- Task prompt
Please copy the material below line for line, with no changes.

- The input
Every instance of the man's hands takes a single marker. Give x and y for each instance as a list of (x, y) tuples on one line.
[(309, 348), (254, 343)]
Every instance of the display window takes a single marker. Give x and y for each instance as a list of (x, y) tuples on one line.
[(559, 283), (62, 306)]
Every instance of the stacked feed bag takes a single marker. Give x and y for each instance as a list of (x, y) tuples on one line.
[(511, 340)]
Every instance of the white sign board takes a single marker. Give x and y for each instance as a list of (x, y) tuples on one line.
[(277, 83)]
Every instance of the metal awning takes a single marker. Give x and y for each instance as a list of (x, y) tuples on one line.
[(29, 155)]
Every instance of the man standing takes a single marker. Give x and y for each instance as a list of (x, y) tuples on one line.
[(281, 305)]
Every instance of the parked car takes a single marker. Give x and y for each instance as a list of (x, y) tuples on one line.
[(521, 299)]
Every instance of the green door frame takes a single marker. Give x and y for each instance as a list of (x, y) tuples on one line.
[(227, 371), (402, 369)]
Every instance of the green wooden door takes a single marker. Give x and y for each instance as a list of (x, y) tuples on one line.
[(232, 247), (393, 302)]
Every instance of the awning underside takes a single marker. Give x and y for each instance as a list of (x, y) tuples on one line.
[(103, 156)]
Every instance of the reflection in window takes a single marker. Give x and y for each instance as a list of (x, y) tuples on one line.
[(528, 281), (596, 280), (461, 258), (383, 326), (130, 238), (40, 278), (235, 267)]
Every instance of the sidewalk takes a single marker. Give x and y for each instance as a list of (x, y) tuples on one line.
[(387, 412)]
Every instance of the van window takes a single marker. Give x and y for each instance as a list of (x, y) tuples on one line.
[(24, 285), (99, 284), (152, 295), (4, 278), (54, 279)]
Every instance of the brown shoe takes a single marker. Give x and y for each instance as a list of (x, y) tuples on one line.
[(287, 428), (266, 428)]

- Output of the exercise
Every instance of the man's hands takes a single marker. Give x and y for each instance as a list of (x, y) tuples on one line.
[(309, 348), (254, 343)]
Every instance of the display window takes a single marker. Give x and y for each instance as a list of (x, y) tuples on one line.
[(559, 283), (62, 306)]
Every instance of the stacked feed bag takes a single marker. Give x and y for each instance as a list of (x, y) tuples on one line.
[(511, 340)]
Every instance of the white sign board takes a single marker. Give x and y for each instance as a list of (x, y) tuples on one line.
[(277, 83)]
Every instance of the metal awning takes a single marker. Give x and y for each instance as a list of (x, y) tuples on one line.
[(29, 155)]
Every instance of the man standing takes a single marker. Give x and y for each instance as a list of (x, y) tuples on one line.
[(281, 305)]
Every instance of the parked car takes a single marker. Give x and y for each instance as a list of (x, y) tuples on one line.
[(521, 299)]
Every instance of the green door frame takes a single marker. Give x and y for each instance as a list of (x, y) tuples on one line.
[(227, 371), (402, 369)]
Every instance of the green wooden door takes a single marker. Give x and y for each instance as a list of (x, y) tuples on one line.
[(232, 247), (393, 302)]
Every instance of the awning underside takes a single marker. Give x and y for each instance as a list of (x, y) tuples on one line.
[(103, 156)]
Every instance of the reflection in window takes a single marker. Give x and y for each instance as a list of (x, y) tuples on one line.
[(528, 281), (596, 280), (461, 258), (383, 326), (130, 238), (40, 278), (235, 267)]
Every instance of the sidewalk takes a single marker. Give x and y for each instance as a list of (x, y) tuples on one line.
[(387, 412)]
Every instance of the van window takes a single marker. Give x and y for each instance as a list of (x, y) tuples on one line.
[(24, 285), (99, 284), (152, 295), (4, 278), (54, 279)]
Every instance of the brown shoe takes a single marker. Give x and y for each instance as a list of (x, y) tuples on one line.
[(287, 428), (266, 428)]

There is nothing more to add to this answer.